## REQUIRED ACTION 1
Answer these questions from the case report passage.
(a) Which genetic condition does the passage name as one that was not evaluated but is known to lead to POI?
(b) What AMH value at age 23 would most consider a sign of diminished ovarian reserve?
(c) In what year was the study of pembrolizumab in a prepubertal mouse model published?
## REQUIRED ACTION 2
Reproduce the case report passage word for word, from "Our case report" up to and including "in this case.".

## DOCUMENT PASSAGE
Our case report presents some limitations. Although we did evaluate for anti-21-hydroxylase antibodies, we did not evaluate other autoimmune conditions, a karyotype, and other genetic conditions such as a fragile X premutation which are known to lead to POI. Given the temporal relationship between the onset of this patient’s POI and chemotherapy, we felt that many of the conditions that could result in POI were unlikely in this case.

The present case also makes it challenging to disentangle an independent influence of IO from other chemotherapeutic agents used during her initial treatment (consolidation and maintenance) or during maintenance treatment for her recurrence. Most would consider women with an AMH of 1.0 at the age of 23 as having diminished ovarian reserve. It is possible that her initial chemotherapeutic treatment, which included known ovotoxic agents such as cyclophosphamide, may have sensitized the ovary to negatively respond to her relapse maintenance therapy when such agents may not have typically resulted in POI. It is also possible that the initial therapy resulted in an expected reduction of her follicular pool. Having diminished ovarian reserve may have made her ovaries more vulnerable to IO with or without the methotrexate and cytarabine than might typically be expected in someone with a normal ovarian reserve. Although the data on the reproductive effects of IO are limited, and other monoclonal antibodies for pediatric cancers have limited or no reproductive consequences, there are animal data to support that some monoclonal antibodies could be ovotoxic. A 2021 study of checkpoint inhibitor pembrolizumab in a prepubertal mouse model found that PD-1 checkpoint blockade affects the ovarian reserve through a mechanism possibly involving inflammation-mediated follicle depletion. In contrast to IO, PDL-1 expression, the target antigen of pembrolizumab, was demonstrated in the murine ovary [20]. These findings support the role of either a direct effect of anti-PDL-1 treatment or resultant inflammatory responses on ovarian function. It is possible that alteration of circulating immune cells and systemic cytokine levels, in the absence of direct antigen-antibody interactions in the ovary, may directly impact fertility.

## RECORD SET
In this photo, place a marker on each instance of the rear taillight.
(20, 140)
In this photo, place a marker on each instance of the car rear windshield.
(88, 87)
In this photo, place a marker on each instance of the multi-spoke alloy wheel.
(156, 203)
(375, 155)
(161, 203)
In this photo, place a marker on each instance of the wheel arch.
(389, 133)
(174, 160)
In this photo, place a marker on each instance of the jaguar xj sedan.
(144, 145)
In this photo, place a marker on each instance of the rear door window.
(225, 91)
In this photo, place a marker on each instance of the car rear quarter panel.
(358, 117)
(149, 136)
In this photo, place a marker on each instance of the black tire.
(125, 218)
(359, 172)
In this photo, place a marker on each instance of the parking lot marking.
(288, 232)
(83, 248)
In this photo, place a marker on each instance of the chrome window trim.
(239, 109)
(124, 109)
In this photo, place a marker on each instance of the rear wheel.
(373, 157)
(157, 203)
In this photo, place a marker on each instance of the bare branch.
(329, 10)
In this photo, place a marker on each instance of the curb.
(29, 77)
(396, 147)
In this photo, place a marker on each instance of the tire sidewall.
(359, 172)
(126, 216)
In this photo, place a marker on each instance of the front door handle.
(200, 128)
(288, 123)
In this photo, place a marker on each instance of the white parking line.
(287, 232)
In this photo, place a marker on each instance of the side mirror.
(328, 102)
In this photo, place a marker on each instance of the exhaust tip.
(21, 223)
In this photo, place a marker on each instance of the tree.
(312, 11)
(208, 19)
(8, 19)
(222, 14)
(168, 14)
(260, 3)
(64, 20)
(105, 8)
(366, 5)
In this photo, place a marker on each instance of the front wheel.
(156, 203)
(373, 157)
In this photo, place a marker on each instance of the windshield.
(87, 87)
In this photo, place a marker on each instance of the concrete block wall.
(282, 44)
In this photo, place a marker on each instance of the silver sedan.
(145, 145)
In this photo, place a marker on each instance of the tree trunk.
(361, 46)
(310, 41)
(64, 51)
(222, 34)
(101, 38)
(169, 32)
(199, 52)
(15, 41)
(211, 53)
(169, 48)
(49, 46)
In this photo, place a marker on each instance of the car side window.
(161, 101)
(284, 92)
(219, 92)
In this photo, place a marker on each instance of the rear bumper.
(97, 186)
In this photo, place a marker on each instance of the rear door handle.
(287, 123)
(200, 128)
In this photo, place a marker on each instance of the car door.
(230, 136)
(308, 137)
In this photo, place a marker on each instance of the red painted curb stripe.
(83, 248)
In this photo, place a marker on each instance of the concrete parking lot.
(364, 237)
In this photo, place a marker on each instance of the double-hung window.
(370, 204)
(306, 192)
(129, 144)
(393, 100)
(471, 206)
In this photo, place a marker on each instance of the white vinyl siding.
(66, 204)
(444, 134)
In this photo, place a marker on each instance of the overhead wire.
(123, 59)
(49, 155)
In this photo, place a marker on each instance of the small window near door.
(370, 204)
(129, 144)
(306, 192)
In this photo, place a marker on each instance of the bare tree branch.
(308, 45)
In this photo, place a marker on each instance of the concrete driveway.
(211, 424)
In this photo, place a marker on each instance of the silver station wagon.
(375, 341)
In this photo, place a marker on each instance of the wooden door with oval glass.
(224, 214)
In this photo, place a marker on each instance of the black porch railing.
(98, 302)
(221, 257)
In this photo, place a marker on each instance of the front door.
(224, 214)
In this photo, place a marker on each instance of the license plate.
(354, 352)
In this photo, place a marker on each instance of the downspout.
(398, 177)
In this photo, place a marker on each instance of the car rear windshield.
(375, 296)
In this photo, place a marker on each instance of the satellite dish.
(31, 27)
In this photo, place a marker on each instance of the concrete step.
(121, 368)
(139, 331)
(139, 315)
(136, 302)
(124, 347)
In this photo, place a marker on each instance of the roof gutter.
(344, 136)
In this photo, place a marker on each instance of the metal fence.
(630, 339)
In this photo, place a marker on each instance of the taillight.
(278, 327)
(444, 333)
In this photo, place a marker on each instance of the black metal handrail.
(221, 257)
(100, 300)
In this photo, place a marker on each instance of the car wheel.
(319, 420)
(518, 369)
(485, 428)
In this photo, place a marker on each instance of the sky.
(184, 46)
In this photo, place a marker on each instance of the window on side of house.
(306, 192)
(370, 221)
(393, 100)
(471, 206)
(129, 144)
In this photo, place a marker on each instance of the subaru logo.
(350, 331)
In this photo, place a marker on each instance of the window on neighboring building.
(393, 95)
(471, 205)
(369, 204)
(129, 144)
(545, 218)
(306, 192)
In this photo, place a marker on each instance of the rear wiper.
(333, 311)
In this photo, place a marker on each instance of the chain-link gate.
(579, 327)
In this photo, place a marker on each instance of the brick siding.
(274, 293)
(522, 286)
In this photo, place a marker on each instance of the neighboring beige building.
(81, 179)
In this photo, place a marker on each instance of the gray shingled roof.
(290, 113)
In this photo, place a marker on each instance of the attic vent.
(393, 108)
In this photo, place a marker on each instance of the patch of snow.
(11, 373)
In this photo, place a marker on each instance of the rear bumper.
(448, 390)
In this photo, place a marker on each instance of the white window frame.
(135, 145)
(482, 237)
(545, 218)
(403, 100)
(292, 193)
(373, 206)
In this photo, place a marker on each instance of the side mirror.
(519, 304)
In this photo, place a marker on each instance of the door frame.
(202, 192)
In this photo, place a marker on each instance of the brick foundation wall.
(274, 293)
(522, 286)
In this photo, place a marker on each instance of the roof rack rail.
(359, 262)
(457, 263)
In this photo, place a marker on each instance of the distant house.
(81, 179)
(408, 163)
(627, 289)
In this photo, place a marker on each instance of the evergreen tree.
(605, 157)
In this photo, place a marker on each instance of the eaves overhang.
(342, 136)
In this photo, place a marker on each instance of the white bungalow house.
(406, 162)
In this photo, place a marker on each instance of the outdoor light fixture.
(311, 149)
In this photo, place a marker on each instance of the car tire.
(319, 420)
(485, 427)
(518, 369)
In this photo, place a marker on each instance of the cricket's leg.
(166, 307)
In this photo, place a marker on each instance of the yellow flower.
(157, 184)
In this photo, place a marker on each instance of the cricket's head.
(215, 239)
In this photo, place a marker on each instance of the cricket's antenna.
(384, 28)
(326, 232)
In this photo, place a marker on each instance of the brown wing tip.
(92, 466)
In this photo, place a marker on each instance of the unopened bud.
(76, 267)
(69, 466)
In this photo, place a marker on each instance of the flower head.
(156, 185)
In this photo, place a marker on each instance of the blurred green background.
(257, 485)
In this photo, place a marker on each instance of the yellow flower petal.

## ANSWER BOX 1
(a) A fragile X premutation
(b) 1.0
(c) 2021

## ANSWER BOX 2
Our case report presents some limitations. Although we did evaluate for anti-21-hydroxylase antibodies, we did not evaluate other autoimmune conditions, a karyotype, and other genetic conditions such as a fragile X premutation which are known to lead to POI. Given the temporal relationship between the onset of this patient’s POI and chemotherapy, we felt that many of the conditions that could result in POI were unlikely in this case.